**Work instructions**
Begin at the line that contains "Locate one point per instance of the marble" and stop after the line that contains "[(58, 296)]". Reproduce all of these lines, adding 24 to every coordinate in the answers.

Location labeling records:
--- START ---
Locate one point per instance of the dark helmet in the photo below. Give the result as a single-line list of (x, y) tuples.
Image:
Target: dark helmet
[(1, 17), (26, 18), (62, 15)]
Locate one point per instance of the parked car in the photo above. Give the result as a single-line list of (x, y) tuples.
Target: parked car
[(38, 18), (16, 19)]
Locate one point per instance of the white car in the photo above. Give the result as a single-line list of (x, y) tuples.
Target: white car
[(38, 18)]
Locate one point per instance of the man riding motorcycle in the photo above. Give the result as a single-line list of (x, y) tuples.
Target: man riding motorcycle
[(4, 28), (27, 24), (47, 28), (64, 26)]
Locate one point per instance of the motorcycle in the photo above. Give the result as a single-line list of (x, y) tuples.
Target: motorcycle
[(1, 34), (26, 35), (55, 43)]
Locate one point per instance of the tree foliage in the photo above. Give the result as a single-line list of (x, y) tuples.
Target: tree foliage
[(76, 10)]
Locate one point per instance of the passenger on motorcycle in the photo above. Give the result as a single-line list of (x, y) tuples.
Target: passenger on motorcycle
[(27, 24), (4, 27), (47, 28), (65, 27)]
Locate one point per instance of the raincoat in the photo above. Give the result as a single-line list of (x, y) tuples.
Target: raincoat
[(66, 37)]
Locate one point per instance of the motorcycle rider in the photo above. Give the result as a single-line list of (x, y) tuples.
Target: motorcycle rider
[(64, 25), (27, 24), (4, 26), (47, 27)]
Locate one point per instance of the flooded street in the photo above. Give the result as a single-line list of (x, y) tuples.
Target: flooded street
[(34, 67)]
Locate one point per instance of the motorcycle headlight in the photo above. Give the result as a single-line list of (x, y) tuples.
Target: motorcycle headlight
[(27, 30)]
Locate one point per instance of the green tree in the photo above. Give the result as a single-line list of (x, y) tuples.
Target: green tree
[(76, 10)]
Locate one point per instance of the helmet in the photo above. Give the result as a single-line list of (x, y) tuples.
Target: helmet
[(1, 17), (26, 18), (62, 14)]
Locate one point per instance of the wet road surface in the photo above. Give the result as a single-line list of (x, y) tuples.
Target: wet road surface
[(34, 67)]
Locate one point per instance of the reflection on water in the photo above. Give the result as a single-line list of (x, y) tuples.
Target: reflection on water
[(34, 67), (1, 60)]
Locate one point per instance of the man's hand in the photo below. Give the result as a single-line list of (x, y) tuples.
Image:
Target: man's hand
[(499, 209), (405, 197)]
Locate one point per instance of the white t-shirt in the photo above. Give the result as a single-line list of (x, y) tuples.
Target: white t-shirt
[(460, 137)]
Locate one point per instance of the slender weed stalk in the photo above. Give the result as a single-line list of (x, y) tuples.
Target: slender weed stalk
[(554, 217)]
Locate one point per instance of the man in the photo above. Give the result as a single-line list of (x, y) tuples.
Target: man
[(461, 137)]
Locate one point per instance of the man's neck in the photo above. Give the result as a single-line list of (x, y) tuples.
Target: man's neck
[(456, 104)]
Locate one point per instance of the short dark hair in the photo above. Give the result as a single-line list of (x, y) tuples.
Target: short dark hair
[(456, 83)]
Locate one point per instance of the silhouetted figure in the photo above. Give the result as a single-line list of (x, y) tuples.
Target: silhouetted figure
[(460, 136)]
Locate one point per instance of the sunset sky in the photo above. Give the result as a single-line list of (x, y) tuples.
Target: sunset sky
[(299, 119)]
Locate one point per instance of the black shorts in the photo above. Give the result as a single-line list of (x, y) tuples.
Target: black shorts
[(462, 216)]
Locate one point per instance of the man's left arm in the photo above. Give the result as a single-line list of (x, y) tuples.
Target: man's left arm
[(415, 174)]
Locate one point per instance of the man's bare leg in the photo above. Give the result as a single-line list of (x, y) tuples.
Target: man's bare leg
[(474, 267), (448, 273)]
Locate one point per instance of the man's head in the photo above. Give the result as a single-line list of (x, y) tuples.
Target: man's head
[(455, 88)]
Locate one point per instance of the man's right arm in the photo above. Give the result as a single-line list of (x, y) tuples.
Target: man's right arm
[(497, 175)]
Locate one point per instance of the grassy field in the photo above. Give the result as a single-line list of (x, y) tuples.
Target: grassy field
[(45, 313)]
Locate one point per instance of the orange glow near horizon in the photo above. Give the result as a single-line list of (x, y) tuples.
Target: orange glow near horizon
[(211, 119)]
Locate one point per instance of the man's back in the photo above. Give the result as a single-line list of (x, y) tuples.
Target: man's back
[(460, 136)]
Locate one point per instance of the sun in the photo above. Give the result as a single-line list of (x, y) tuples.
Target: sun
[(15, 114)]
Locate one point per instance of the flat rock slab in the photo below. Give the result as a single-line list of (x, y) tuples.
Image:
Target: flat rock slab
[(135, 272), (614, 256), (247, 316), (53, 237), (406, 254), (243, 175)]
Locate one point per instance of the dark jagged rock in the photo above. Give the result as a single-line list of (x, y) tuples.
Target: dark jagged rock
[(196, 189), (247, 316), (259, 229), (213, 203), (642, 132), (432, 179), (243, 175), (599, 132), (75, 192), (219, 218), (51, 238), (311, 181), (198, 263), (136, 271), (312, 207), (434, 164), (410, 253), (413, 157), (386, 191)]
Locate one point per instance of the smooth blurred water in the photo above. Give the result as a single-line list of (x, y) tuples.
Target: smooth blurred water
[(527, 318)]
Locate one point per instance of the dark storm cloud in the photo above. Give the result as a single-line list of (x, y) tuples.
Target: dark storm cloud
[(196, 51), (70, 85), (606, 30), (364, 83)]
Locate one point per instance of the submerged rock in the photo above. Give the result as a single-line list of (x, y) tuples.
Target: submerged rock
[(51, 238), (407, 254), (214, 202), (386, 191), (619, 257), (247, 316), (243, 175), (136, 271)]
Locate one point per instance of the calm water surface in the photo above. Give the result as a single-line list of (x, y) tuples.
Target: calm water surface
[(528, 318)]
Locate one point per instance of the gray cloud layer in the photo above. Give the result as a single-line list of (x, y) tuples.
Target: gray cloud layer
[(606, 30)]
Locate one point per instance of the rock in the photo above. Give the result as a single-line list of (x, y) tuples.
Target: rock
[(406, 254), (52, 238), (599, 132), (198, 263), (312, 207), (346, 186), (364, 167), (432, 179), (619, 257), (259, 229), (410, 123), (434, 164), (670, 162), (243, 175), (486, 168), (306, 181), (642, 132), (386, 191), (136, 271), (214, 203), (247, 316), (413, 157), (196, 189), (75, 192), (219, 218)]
--- END ---
--- START ---
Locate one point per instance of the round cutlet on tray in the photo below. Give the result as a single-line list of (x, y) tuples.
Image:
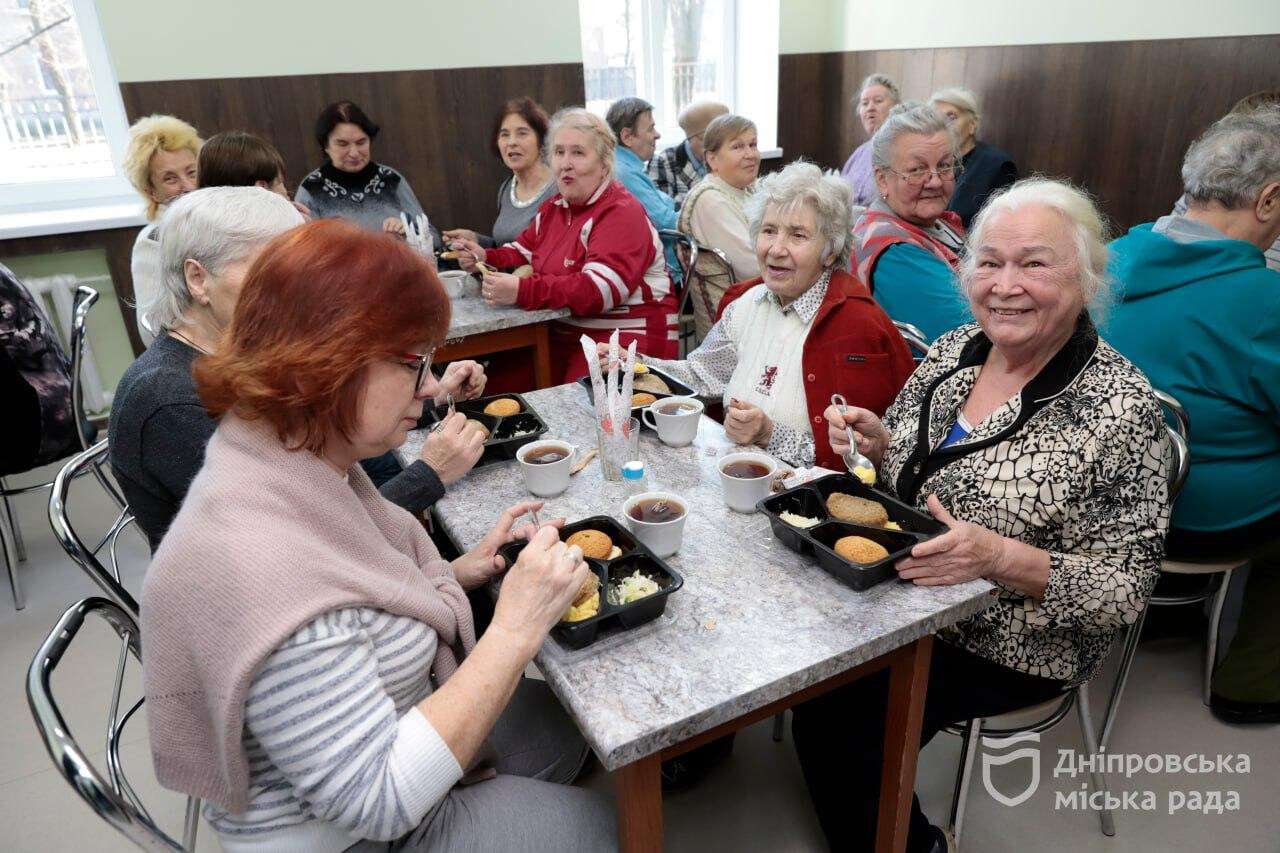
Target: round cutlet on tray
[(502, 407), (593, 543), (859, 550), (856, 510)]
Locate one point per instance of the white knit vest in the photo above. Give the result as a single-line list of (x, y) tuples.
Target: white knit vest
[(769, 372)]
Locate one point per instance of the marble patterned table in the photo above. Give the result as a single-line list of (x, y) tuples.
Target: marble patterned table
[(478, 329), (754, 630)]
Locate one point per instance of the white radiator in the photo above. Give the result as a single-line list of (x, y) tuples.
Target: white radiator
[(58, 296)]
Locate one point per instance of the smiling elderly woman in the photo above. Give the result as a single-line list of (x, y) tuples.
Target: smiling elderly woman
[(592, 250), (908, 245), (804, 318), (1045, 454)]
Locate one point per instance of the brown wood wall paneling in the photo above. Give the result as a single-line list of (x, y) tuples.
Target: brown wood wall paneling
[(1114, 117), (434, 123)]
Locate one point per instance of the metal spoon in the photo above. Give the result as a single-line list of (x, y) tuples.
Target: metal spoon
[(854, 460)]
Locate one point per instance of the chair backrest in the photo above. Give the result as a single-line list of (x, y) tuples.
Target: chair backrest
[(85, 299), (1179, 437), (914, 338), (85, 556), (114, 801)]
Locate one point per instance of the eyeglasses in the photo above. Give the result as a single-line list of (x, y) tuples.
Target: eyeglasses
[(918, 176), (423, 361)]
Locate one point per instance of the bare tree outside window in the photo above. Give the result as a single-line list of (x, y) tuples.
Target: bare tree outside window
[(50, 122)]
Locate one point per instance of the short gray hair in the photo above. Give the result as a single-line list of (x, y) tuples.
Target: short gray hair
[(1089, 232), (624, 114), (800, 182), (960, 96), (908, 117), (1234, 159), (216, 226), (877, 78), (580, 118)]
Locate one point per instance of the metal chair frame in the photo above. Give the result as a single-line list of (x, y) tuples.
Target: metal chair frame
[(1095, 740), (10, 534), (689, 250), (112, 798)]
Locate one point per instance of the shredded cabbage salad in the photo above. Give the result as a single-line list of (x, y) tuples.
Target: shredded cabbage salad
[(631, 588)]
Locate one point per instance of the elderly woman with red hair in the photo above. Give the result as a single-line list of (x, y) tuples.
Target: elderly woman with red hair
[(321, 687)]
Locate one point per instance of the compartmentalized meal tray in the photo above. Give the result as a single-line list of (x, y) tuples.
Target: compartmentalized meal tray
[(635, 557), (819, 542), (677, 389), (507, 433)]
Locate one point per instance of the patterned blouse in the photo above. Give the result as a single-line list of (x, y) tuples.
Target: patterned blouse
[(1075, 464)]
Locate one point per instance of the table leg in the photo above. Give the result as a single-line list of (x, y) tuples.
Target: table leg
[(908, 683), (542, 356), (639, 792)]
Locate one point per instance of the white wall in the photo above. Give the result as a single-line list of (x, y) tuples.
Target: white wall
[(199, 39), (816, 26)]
--- END ---
**Problem solution**
Locate one point per instance of the marble patterned table in the photo above. Give the result as a single-line list of (x, y) tuples.
Target: marble patterned table
[(502, 353), (778, 654)]
Locate one point per instance of the white radiator in the photo above. Give the result as a single-line list of (x, y) tuples.
Target: white radiator
[(82, 320)]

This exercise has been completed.